* [Kutipan Dokumen]
———
Dalam perbincangan yang akrab dengan tuan rumah– kami ditemui oleh anak sulung perempuan keluarga Anshari di dapur yang terletak di bagian belakang rumah—diketahui di desa Pinggir, yang termasuk wilayah Kecamatan Pinggir, Kabupaten Bengkalis ini akan ada upacara penyembuhan tradisional Sakai jam delapan malam. Kebetulan, sebab awalnya agenda kami adalah ke daerah Rokan, yang dapat dicapai dalam waktu kurang lebih satu setengah jam dengan sepeda motor atau bis. Daerah Rokan, menurut cerita masyarakat Desa Pinggir adalah tempat dimana mayoritas orang Sakai sekarang tinggal. Desa Pinggir sendiri menurut Bu Anshari, yang menganut agama Islam sejak setahun yang lalu, adalah wilayah asli Sakai, tempat nenek moyang mereka. Sebagian besar orang Sakai yang tidak mendapat lahan rumah atau pekerjaan berpindah ke Rokan.
———
* [Daftar Data]
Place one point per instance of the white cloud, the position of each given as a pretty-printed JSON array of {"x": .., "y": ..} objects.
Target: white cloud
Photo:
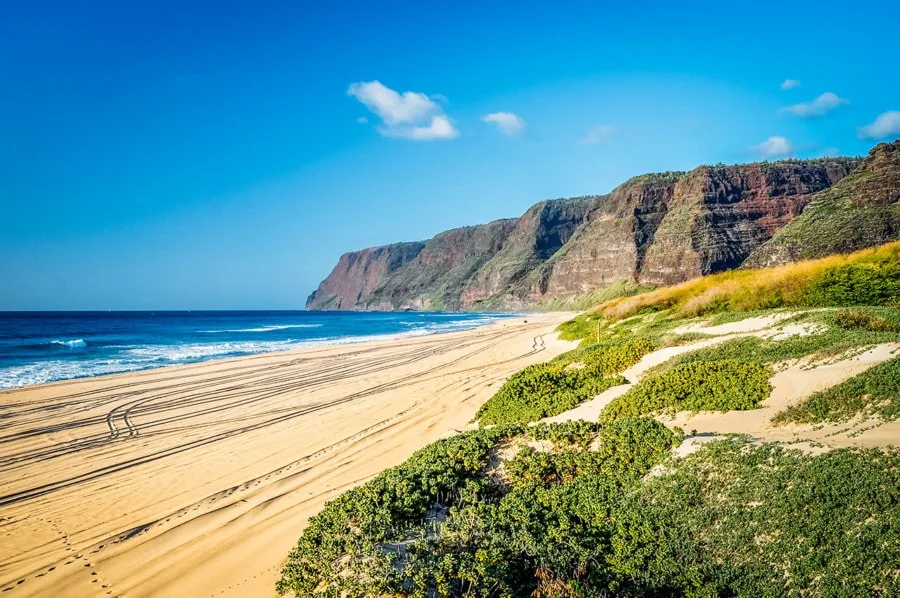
[
  {"x": 439, "y": 128},
  {"x": 598, "y": 134},
  {"x": 774, "y": 147},
  {"x": 820, "y": 106},
  {"x": 886, "y": 125},
  {"x": 508, "y": 123},
  {"x": 409, "y": 115}
]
———
* [Daftar Tugas]
1) Jawab pertanyaan berikut berdasarkan kutipan dokumen tentang upacara penyembuhan Sakai:
(a) Jam berapa upacara penyembuhan tradisional Sakai akan diadakan?
(b) Berapa lama perjalanan ke daerah Rokan dengan sepeda motor atau bis?
(c) Sejak kapan Bu Anshari menganut agama Islam?
2) Salin tanpa perubahan bagian kutipan dokumen dari "Dalam perbincangan yang" sampai "berpindah ke Rokan.".

* [Jawaban Tiap Tugas]
1)
(a) Jam delapan malam.
(b) Kurang lebih satu setengah jam.
(c) Sejak setahun yang lalu.

2)
Dalam perbincangan yang akrab dengan tuan rumah– kami ditemui oleh anak sulung perempuan keluarga Anshari di dapur yang terletak di bagian belakang rumah—diketahui di desa Pinggir, yang termasuk wilayah Kecamatan Pinggir, Kabupaten Bengkalis ini akan ada upacara penyembuhan tradisional Sakai jam delapan malam. Kebetulan, sebab awalnya agenda kami adalah ke daerah Rokan, yang dapat dicapai dalam waktu kurang lebih satu setengah jam dengan sepeda motor atau bis. Daerah Rokan, menurut cerita masyarakat Desa Pinggir adalah tempat dimana mayoritas orang Sakai sekarang tinggal. Desa Pinggir sendiri menurut Bu Anshari, yang menganut agama Islam sejak setahun yang lalu, adalah wilayah asli Sakai, tempat nenek moyang mereka. Sebagian besar orang Sakai yang tidak mendapat lahan rumah atau pekerjaan berpindah ke Rokan.